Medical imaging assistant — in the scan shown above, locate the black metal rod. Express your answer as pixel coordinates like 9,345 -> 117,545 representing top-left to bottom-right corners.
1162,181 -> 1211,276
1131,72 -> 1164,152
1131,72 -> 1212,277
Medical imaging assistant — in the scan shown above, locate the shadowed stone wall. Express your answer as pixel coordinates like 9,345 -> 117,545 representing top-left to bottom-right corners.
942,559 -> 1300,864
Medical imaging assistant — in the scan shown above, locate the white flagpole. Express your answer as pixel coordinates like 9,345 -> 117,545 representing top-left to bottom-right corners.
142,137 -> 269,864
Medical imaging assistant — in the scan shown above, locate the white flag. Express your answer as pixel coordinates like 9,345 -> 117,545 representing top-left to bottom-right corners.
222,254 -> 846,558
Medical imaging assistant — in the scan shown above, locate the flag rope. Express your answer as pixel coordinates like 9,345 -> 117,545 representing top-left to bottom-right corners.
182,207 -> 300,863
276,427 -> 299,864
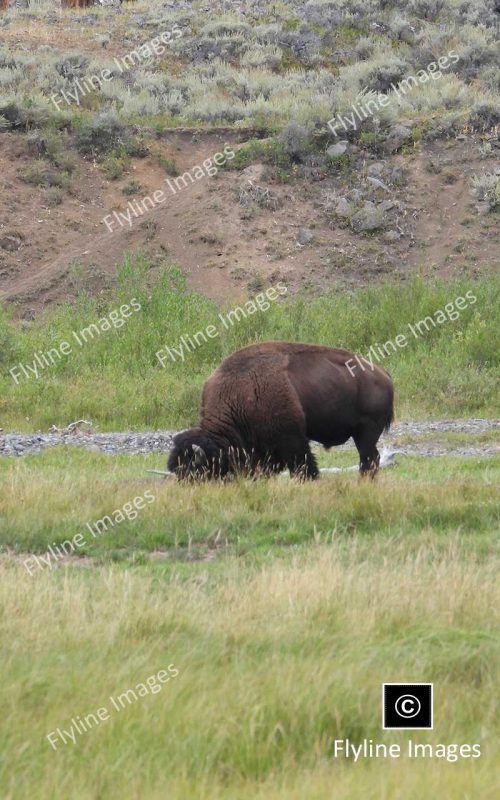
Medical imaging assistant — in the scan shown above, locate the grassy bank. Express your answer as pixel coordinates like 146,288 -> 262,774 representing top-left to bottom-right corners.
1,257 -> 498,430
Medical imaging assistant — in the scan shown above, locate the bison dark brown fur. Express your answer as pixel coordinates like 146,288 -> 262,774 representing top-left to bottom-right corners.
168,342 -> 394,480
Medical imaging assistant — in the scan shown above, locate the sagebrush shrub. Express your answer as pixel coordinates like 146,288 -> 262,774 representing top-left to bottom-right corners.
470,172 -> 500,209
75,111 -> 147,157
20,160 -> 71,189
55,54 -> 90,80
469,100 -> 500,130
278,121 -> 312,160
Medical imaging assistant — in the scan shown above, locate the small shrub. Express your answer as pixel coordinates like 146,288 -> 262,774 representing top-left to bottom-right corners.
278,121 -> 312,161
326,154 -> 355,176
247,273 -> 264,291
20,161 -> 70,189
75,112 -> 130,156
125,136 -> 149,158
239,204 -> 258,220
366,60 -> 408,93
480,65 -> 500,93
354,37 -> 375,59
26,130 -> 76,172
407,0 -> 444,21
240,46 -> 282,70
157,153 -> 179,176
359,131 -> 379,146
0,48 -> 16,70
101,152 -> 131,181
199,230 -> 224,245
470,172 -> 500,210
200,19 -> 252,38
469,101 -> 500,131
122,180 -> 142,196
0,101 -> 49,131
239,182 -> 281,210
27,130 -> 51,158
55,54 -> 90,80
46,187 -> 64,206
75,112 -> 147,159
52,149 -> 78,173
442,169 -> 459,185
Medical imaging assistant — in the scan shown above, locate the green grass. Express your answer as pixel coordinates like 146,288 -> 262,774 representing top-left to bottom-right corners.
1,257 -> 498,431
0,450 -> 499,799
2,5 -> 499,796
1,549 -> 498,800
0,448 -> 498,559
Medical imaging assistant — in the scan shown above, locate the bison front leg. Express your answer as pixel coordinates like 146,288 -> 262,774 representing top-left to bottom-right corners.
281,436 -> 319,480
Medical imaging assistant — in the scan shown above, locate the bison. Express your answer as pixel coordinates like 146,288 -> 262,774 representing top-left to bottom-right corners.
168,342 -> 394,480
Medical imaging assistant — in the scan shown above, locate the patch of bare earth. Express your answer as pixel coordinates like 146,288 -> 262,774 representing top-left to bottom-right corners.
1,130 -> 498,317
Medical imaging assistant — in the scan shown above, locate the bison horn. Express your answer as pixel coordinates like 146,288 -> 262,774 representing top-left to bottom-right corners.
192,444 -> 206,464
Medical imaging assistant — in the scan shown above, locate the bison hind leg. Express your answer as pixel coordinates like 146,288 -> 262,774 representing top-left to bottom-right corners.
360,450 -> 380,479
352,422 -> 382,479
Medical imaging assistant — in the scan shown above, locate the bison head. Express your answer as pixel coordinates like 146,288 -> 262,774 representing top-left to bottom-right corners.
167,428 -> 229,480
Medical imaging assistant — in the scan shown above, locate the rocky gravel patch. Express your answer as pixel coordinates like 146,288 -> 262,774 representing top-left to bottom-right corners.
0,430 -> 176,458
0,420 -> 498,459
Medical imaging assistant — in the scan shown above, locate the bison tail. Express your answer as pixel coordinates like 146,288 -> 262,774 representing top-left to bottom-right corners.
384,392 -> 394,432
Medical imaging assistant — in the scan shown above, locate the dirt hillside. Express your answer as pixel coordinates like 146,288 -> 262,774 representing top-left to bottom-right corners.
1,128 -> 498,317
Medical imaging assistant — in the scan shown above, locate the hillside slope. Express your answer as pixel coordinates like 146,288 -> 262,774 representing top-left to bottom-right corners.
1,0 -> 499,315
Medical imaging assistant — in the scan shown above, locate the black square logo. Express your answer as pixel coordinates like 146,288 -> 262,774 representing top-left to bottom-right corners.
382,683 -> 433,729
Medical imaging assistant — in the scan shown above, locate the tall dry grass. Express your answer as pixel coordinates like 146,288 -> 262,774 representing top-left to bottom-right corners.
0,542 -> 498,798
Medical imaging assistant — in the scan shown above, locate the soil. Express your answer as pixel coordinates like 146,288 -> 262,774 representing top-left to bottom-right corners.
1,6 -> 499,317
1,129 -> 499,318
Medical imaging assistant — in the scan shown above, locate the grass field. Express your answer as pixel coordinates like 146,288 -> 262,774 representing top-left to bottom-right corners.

_ _ _

== Activity ==
Output the listing above exactly, but leave its pictures behind.

== Task output ==
Medical imaging assistant — in the scan shown above, locate the black metal rod. Express your answer as pixel coordinates like 9,345 -> 117,545 representing top-left to bottom-right corners.
1162,181 -> 1211,276
1131,72 -> 1164,152
1131,72 -> 1212,277
Medical imaging assistant — in the scan shown above, locate the shadowed stone wall. Express your answer as pixel coordinates like 9,345 -> 117,545 representing top-left to bottom-right corners.
942,559 -> 1300,864
Medical imaging assistant — in the scan shown above, locate the white flagpole. Express your answer as pixel coordinates like 9,345 -> 117,545 representing top-left to bottom-right corners.
142,137 -> 269,864
Medical imaging assistant — in the scan shown above, locate the white flag. Express your answer as pixel coordinates like 9,345 -> 117,545 representing top-left to bottom-right corners.
222,254 -> 846,558
Medical imaging assistant — in the scan shown above, locate the flag rope. Express your answer as pixel coordinates like 9,345 -> 117,545 representing top-left to bottom-right corners.
182,207 -> 300,863
276,427 -> 299,864
Medical imaging assistant — in the scan shown above, locate the grassy bank. Express your answer as pixel coordinates like 146,288 -> 262,774 representing top-left to bottom-right corners.
1,257 -> 498,430
Medical imaging assistant — in the scan shown above, locate the bison dark brown fur. Express your answer as pixel coordinates like 146,288 -> 262,774 representing top-left to bottom-right corners.
168,342 -> 394,480
Medical imaging assistant — in the scan shown above, locate the sagebrush shrub. Express your answer as pixel coordinates like 146,288 -> 262,774 representing top-left to bottom-right corners.
470,172 -> 500,209
75,111 -> 147,157
20,160 -> 71,189
55,54 -> 90,80
469,100 -> 500,130
278,121 -> 312,160
Medical imaging assistant — in the scan shown above, locate the small shrub. Express your answer as pixel coordinates like 146,288 -> 262,774 representing top-left to bottom-right corners.
278,121 -> 312,161
326,154 -> 355,176
247,273 -> 264,291
20,161 -> 70,189
75,112 -> 130,156
125,136 -> 149,158
239,204 -> 258,220
366,60 -> 408,93
480,65 -> 500,93
354,37 -> 375,59
26,130 -> 76,172
407,0 -> 444,21
240,46 -> 282,70
157,153 -> 179,176
359,131 -> 379,146
0,48 -> 16,70
101,152 -> 131,181
199,230 -> 224,245
470,172 -> 500,210
200,19 -> 252,38
469,101 -> 500,131
122,180 -> 142,196
0,101 -> 49,131
239,182 -> 281,210
27,130 -> 51,158
55,54 -> 90,80
46,187 -> 64,206
75,112 -> 147,159
52,149 -> 78,173
442,169 -> 459,185
Medical imaging assistant — in the scan shown above, locate the green grass. Express your answer as pixel coordinates like 146,288 -> 262,774 representing top-left to bottom-right corners.
1,257 -> 498,431
0,450 -> 499,799
2,5 -> 499,796
1,549 -> 498,800
0,448 -> 498,559
Medical imaging assistant — in the scan shown above, locate the bison front leg. Express your answer as pixel coordinates like 146,288 -> 262,774 representing top-left to bottom-right corners.
281,436 -> 319,480
Medical imaging assistant — in the scan shown above, locate the bison. Express your answer as pixel coordinates like 146,288 -> 262,774 representing top-left to bottom-right corners.
168,342 -> 394,480
Medical imaging assistant — in the scan shown above, locate the patch of bare earth. Express your answer as pixel coordinates like 146,288 -> 262,774 representing top-left to bottom-right corners.
1,130 -> 498,317
Medical imaging assistant — in the scan shown above, locate the bison horn. Express your answer as pixel coordinates like 146,288 -> 262,774 representing top-left to bottom-right corners.
192,444 -> 206,464
Medical imaging assistant — in the scan shown above, locate the bison hind leg. Express your answer as pixel coordinates like 146,288 -> 262,774 representing top-left to bottom-right corners.
360,450 -> 380,479
352,422 -> 382,479
Medical imaging assistant — in the scan shown above, locate the bison head. Express your answer as pixel coordinates like 146,288 -> 262,774 representing top-left to bottom-right corners.
167,428 -> 229,480
Medical imaging assistant — in the scan shown above, locate the rocky gravel patch. Express your answer as pixel coordinates like 146,288 -> 262,774 representing top-left to bottom-right corners.
0,430 -> 176,458
0,420 -> 498,459
Medical imaging assistant — in the scan shown above, locate the bison tail. Express your answer as pixel coordinates like 146,288 -> 262,774 representing top-left to bottom-right corners.
384,392 -> 394,432
Medical imaging assistant — in the scan shown above, locate the dirt hillside. Express your answer as pixel coordinates like 146,288 -> 262,774 representing top-left to bottom-right corners.
1,128 -> 498,317
Medical imaging assistant — in the scan shown above, locate the hillside slope. Express your answer as pixel coordinates like 146,288 -> 262,774 representing top-left to bottom-right corners.
1,0 -> 499,315
Medical imaging assistant — in the scan shown above, locate the black square logo. Express your answer as pixel coordinates like 146,288 -> 262,774 representing top-left to bottom-right corners.
382,683 -> 433,729
Medical imaging assistant — in the scan shown above, locate the tall dry grass. Express your answer as pixel coordinates like 146,288 -> 262,774 representing top-left to bottom-right corners.
0,542 -> 498,798
Medical imaging assistant — in the scan shown above, locate the soil. Express your answer as pixel coordinates like 146,288 -> 262,774 representing top-left to bottom-right corners.
1,6 -> 499,317
1,129 -> 499,318
Medical imaging assistant — in the scan shown above, locate the grass field. Express your answer as pixel coordinates like 146,288 -> 262,774 representing top-left to bottom-right corners.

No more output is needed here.